### Information provided
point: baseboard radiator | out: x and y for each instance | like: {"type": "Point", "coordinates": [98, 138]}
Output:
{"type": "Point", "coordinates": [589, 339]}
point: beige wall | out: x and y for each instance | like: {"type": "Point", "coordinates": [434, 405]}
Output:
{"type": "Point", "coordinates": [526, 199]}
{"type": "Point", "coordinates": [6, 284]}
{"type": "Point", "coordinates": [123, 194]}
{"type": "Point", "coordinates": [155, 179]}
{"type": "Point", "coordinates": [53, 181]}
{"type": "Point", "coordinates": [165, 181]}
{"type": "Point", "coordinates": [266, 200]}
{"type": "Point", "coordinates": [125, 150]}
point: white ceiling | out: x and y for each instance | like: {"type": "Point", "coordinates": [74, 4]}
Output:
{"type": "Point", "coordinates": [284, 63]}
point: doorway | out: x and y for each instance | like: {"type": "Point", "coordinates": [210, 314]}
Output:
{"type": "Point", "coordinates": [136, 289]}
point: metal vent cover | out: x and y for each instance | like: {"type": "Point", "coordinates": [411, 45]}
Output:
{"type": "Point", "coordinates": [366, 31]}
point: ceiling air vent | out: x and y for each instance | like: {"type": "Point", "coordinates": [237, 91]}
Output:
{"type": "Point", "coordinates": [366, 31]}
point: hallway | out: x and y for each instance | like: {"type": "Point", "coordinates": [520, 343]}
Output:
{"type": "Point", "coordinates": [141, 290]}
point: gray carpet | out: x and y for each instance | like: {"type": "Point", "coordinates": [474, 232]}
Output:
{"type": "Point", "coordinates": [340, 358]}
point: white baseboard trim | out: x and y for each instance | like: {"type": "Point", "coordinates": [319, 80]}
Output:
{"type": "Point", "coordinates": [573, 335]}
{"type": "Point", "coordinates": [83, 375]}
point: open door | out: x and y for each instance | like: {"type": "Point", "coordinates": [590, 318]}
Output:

### What is needed
Can you give again, unchanged, the stretch of rows from the line containing "point: white baseboard" through the end of the rows?

### Response to this task
point: white baseboard trim | out: x and y for each instance | like: {"type": "Point", "coordinates": [319, 80]}
Output:
{"type": "Point", "coordinates": [573, 335]}
{"type": "Point", "coordinates": [83, 375]}
point: open door | out: x and y for each instance | like: {"type": "Point", "coordinates": [590, 318]}
Output:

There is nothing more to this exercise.